§ **WORK TO COMPLETE**
Return the lines below that contain "form".

(Stored data entries)
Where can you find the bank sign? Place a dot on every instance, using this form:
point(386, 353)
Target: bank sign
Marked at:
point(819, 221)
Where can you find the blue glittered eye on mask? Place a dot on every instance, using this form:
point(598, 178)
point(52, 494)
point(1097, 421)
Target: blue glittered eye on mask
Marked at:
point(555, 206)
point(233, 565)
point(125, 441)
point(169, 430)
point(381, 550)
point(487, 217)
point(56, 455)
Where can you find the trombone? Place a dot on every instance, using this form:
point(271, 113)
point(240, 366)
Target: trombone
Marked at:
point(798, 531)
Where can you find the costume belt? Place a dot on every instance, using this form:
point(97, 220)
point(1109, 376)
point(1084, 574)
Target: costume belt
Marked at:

§ **REPLY TO THE TASK**
Where can you find the bank sign? Place a dot on every instance, using this form:
Where can you find the blue glittered eye on mask? Place a dot on every instance, using this form:
Where can you find the trombone? Place a dot on every instance, using this form:
Where can you find the costume belt? Place a dot on every instance, using this form:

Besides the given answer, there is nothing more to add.